**Aim:** In the rows below, take the lines from the one containing "Where can the green" through the one containing "x=183, y=248" and write them out again with "necklace" replaced by "pendant", leaving everything else unchanged.

#### Available data

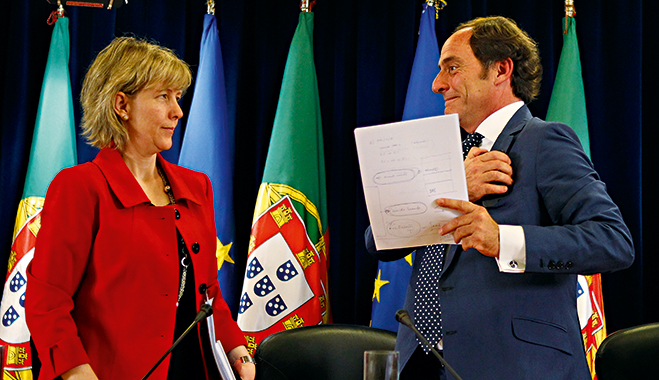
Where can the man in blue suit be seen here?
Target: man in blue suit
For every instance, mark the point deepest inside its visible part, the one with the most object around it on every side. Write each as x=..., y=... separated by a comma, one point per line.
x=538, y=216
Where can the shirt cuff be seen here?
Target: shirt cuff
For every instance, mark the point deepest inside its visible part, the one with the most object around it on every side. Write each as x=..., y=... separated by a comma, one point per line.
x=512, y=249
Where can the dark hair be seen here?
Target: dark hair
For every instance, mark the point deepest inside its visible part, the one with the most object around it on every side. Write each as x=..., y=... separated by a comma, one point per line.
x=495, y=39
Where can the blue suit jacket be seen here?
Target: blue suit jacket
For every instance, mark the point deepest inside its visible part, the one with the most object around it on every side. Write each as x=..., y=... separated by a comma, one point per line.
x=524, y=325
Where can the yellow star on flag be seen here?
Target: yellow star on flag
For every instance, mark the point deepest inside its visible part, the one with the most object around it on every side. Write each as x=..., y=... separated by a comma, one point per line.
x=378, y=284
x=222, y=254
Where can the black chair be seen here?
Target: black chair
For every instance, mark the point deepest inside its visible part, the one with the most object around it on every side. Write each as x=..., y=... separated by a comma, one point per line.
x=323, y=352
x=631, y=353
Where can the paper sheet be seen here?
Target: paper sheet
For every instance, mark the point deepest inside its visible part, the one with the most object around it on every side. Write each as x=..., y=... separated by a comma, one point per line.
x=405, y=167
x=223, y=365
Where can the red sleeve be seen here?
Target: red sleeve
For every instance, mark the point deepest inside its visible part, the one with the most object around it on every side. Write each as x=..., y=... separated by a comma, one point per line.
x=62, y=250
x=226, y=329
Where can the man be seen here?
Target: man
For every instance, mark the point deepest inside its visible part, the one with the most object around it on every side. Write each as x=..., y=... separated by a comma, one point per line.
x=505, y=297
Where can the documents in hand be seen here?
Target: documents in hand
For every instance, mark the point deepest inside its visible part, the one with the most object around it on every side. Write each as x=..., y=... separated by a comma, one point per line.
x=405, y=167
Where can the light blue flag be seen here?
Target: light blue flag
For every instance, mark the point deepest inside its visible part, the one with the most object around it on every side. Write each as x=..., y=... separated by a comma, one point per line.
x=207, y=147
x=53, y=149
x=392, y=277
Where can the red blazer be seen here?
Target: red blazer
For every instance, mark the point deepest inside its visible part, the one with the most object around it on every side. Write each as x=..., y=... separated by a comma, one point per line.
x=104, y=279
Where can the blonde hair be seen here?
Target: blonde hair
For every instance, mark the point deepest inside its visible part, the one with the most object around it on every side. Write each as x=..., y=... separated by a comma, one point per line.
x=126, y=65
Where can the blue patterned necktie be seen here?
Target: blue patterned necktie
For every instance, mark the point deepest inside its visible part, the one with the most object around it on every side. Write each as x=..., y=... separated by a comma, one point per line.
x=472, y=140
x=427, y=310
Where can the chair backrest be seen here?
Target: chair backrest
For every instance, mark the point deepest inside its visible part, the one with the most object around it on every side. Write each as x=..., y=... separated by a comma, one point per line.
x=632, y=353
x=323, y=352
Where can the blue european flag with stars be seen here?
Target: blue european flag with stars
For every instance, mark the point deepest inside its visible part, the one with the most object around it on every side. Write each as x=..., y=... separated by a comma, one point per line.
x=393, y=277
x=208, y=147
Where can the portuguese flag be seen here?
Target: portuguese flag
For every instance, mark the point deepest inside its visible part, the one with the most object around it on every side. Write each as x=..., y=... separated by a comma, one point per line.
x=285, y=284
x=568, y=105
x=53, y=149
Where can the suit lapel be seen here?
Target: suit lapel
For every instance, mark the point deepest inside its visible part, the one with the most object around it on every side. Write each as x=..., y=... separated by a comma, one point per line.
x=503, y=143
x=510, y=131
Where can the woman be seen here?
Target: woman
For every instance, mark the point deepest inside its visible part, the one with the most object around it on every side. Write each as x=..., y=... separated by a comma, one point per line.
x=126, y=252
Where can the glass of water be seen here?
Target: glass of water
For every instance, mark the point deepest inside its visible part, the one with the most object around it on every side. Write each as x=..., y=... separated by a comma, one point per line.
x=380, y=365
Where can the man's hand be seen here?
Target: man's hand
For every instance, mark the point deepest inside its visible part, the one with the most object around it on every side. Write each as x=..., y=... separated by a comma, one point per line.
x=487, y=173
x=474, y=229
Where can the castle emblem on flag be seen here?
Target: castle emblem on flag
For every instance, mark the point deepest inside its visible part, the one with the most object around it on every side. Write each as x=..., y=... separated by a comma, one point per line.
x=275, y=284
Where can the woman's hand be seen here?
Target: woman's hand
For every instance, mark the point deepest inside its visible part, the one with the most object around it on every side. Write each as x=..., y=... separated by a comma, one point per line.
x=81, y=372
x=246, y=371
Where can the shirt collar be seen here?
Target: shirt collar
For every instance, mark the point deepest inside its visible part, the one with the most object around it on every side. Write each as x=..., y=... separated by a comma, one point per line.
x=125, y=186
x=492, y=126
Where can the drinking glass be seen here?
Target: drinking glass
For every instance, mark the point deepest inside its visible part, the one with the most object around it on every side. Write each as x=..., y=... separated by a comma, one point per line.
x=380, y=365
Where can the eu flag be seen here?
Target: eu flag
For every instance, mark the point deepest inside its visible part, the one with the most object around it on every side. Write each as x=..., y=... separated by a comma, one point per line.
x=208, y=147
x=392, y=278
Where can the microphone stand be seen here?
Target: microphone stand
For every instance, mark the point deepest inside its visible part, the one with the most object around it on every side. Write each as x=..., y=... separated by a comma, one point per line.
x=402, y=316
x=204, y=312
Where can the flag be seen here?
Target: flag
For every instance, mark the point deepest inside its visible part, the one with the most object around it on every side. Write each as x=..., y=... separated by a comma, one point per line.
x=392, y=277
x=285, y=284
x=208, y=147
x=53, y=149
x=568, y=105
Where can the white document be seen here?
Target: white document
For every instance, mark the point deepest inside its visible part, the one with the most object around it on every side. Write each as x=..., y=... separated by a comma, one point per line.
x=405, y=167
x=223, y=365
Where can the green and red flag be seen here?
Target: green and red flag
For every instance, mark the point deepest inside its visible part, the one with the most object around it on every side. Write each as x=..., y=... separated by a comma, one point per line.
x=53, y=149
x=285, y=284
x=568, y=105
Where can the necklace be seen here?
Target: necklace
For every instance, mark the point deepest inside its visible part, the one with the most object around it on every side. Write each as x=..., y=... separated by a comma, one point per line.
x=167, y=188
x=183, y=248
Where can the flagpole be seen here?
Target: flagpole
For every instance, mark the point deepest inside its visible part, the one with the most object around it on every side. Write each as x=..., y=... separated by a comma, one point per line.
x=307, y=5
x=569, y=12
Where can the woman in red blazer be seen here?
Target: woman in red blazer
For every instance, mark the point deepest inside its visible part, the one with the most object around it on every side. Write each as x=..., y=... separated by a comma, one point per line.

########

**Complete output:**
Where can the green and red flag be seen here?
Target: green and red flag
For every instance, mark the point deepest inside its visible part, the one with the most object around it on every side. Write each as x=..., y=... separated by a comma, one point per line.
x=53, y=149
x=285, y=284
x=568, y=105
Where can the pendant be seen here?
Target: pendant
For every instance, mark the point deepest inside its visible part, the one with the most object around it on every side. Write each as x=..., y=... separated by a comma, one point per line.
x=167, y=188
x=183, y=248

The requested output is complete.